:: Records shown ::
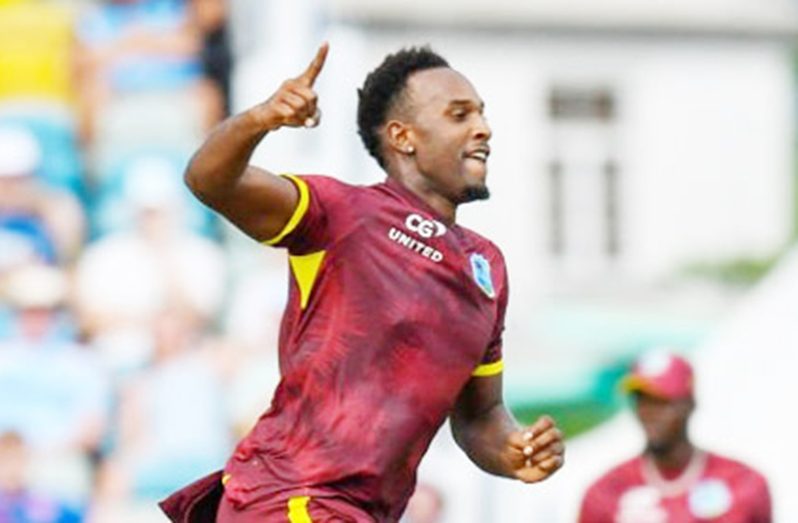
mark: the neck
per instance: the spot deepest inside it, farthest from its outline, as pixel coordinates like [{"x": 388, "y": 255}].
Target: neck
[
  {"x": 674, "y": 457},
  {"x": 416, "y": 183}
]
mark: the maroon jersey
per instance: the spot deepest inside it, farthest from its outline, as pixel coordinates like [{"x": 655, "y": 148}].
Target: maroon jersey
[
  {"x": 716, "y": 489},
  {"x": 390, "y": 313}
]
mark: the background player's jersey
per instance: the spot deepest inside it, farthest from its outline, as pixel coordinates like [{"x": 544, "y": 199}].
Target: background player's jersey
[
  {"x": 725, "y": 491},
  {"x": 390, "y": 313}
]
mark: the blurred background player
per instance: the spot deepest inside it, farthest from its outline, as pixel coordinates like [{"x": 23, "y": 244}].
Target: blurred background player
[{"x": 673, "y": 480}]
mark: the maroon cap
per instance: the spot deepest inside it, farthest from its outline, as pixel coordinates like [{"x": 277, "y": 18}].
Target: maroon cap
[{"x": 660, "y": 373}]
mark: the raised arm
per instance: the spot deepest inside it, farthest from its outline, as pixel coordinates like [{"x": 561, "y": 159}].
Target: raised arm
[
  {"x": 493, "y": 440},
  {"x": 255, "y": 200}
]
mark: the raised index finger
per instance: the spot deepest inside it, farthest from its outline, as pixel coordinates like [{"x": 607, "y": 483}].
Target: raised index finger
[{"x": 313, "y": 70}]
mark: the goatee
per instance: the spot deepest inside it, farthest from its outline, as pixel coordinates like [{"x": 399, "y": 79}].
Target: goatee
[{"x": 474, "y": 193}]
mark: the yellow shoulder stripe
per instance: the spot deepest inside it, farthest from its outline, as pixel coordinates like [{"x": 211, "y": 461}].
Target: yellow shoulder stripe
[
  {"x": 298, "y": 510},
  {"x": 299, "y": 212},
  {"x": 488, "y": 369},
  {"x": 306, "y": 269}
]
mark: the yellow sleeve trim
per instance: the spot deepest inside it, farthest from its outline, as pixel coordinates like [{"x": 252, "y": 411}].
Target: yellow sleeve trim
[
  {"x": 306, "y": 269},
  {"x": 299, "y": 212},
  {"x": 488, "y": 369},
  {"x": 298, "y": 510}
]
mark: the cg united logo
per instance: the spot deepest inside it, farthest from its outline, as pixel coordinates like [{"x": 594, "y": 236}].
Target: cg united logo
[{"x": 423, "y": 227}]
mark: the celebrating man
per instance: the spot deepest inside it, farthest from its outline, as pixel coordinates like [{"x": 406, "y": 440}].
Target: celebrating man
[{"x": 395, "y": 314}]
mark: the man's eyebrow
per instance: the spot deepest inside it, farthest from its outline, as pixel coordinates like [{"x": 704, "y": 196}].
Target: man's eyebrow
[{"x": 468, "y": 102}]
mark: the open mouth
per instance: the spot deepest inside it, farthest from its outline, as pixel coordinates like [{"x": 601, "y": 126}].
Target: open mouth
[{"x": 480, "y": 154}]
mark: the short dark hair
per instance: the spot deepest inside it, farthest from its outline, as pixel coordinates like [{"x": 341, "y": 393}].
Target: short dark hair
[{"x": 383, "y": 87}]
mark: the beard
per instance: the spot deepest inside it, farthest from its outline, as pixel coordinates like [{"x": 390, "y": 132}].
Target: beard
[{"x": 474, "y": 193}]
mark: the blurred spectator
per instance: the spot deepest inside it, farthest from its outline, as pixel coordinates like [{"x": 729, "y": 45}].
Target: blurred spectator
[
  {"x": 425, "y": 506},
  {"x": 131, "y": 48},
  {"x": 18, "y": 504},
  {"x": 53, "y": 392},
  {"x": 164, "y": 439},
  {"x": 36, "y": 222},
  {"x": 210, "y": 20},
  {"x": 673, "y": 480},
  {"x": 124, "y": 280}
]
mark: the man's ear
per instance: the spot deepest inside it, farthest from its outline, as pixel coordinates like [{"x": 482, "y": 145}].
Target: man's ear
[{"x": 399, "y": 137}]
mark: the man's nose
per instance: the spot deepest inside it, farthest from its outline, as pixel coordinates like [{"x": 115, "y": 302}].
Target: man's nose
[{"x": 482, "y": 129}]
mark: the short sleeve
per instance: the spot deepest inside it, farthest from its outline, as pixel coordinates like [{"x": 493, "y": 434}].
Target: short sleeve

:: Task brief ::
Please extract the listing above word for word, starting with the line that contains "mark: the open mouth" and stopping after its final line.

:: Solution for this task ::
mark: the open mouth
per instance: the spot deepest inside it, farthest from its outline, as pixel coordinates like [{"x": 601, "y": 126}].
Target: open mouth
[{"x": 480, "y": 154}]
mark: the short dark hair
per instance: the spot deepest inside it, farthest from its outline, as pixel coordinates like [{"x": 341, "y": 393}].
Target: short dark hair
[{"x": 383, "y": 87}]
mark: the beard
per instance: the spot deepest inside it, farthest from its outline, as pixel coordinates like [{"x": 390, "y": 132}].
Target: beard
[{"x": 474, "y": 193}]
mark: the blurred spectator
per instance: the spot deepest inside it, farthest from its outline, as pixel coordinates like [{"x": 729, "y": 45}].
Target: blurred spectator
[
  {"x": 425, "y": 506},
  {"x": 131, "y": 48},
  {"x": 18, "y": 504},
  {"x": 53, "y": 392},
  {"x": 164, "y": 439},
  {"x": 36, "y": 222},
  {"x": 210, "y": 20},
  {"x": 673, "y": 480},
  {"x": 124, "y": 280}
]
mark: the man's ear
per instance: the spot deepest inside it, farthest from its outline, as pixel coordinates like [{"x": 482, "y": 145}].
Target: man's ear
[{"x": 399, "y": 137}]
mark: the man's nose
per instance: the spot deepest inside it, farthest from its outline, as pixel coordinates like [{"x": 115, "y": 302}].
Target: man's nose
[{"x": 482, "y": 129}]
mark: the short sleeve
per instance: the spot deepest inside it, farthest from its outline, as pixel coordinates like [{"x": 493, "y": 434}].
Target: short sleeve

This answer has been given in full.